What is needed:
Write out the entries below exactly. End with the line that contains "Where can the cake".

Records shown:
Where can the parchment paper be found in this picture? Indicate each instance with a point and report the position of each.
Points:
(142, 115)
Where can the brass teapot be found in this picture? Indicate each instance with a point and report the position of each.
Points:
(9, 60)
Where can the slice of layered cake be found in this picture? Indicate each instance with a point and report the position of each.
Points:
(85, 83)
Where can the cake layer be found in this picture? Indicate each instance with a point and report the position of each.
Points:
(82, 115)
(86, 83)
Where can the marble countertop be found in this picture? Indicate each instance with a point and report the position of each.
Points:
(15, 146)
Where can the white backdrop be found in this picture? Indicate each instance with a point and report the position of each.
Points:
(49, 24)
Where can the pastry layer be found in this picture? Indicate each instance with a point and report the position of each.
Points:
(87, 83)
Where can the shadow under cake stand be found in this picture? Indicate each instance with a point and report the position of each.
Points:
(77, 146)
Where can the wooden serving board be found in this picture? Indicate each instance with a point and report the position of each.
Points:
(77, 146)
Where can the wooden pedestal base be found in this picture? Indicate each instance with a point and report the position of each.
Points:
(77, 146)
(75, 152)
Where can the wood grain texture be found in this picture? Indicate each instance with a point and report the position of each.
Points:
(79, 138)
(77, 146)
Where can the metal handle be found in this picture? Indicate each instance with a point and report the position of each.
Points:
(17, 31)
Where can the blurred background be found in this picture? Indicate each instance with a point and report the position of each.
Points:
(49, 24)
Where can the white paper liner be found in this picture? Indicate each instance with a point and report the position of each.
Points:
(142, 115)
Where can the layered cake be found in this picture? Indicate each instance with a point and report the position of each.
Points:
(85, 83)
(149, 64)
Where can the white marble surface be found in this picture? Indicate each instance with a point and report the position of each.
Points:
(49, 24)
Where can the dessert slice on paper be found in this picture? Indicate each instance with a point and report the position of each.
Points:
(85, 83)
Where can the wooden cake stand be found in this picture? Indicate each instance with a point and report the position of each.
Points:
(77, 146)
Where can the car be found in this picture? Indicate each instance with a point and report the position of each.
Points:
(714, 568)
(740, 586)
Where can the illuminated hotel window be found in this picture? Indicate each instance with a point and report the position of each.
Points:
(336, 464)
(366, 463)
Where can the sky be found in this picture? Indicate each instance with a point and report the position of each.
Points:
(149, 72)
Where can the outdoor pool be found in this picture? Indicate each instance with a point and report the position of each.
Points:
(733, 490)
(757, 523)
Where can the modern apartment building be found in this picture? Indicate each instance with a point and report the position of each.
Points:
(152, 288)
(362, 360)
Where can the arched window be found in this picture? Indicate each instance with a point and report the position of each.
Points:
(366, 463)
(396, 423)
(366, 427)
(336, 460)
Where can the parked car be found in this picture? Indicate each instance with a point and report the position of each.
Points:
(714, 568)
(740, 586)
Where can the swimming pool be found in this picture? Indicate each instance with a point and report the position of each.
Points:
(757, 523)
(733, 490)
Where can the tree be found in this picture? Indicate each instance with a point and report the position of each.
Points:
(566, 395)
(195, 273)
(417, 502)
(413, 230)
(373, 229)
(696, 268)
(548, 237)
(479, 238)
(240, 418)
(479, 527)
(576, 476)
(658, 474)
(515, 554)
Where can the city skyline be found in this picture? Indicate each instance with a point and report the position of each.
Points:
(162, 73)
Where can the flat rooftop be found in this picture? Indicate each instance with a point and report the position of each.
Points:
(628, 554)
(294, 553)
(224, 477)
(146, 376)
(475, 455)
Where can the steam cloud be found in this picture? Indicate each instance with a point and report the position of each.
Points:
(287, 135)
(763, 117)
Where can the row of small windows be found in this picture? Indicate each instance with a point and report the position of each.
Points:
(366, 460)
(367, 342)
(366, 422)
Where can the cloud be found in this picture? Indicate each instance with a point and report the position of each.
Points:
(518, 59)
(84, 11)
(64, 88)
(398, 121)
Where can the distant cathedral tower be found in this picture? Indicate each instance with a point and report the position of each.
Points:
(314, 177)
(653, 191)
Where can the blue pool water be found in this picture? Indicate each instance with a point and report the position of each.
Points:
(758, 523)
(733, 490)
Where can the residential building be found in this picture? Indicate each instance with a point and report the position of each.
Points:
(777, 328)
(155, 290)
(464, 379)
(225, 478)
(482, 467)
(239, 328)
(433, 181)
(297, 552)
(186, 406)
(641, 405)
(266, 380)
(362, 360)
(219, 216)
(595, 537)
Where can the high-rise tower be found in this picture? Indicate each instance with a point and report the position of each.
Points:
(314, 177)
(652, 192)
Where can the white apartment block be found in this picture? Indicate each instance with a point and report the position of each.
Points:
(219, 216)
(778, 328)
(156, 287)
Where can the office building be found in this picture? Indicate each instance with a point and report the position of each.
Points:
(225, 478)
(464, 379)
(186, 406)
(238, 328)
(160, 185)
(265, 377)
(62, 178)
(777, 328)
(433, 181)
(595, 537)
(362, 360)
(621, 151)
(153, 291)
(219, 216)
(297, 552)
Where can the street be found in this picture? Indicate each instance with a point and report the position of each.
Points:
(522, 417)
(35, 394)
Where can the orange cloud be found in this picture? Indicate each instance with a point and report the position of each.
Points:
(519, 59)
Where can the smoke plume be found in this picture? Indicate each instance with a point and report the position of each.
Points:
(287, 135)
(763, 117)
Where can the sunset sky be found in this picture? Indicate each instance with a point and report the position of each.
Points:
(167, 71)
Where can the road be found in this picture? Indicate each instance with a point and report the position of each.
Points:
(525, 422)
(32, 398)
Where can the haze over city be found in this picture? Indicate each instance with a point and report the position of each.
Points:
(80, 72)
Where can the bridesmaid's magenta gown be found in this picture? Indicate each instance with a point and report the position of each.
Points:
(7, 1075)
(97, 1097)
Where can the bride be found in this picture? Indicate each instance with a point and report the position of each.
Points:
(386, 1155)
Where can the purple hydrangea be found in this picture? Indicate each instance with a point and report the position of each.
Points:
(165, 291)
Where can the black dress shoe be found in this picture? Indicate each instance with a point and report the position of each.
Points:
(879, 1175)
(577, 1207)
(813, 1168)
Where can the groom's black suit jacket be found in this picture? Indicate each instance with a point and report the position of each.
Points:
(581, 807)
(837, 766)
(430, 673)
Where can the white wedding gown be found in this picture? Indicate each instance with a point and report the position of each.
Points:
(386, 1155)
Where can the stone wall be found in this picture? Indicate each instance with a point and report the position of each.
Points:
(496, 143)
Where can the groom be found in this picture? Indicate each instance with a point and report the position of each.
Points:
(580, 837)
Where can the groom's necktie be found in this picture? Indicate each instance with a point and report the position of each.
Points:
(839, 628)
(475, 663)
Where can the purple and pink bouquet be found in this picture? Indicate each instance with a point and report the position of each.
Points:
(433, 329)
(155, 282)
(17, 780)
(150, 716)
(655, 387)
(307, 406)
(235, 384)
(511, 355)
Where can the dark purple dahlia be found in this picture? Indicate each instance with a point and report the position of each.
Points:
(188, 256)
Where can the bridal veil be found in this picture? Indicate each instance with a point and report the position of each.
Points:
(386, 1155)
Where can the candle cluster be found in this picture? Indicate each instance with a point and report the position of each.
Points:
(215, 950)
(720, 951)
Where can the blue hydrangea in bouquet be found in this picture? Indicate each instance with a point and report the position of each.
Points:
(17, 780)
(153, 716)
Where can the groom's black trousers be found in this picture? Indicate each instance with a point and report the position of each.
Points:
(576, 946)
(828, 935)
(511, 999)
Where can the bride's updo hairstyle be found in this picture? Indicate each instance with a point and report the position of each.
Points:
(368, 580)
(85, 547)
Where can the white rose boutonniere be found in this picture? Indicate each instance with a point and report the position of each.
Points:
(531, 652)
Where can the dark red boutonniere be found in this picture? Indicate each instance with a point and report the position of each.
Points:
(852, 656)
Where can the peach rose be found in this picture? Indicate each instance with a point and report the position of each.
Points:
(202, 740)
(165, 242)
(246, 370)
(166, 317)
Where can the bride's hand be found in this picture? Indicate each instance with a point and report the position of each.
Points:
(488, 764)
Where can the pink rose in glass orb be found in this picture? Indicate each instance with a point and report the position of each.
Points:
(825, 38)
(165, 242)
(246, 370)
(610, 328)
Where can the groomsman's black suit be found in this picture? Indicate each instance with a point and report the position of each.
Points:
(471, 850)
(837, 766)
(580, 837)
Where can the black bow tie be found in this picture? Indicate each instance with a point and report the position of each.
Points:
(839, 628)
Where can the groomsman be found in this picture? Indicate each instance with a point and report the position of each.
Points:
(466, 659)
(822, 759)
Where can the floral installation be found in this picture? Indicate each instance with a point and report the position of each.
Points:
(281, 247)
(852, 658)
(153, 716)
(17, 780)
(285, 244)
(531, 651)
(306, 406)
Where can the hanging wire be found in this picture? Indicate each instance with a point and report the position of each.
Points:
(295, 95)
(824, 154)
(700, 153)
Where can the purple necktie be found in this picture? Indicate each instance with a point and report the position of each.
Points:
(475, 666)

Answer below:
Where can the parchment paper be found in this picture? Indicate each instance with a point and report the position of each.
Points:
(142, 115)
Where can the brass teapot be found in this picture? Indicate each instance with a point and report the position of each.
Points:
(9, 60)
Where can the slice of layered cake be found in this picture? Indicate each instance with a point and report the position of each.
Points:
(85, 83)
Where can the cake layer be found in this picture? Indicate each instance with a point and report the position of each.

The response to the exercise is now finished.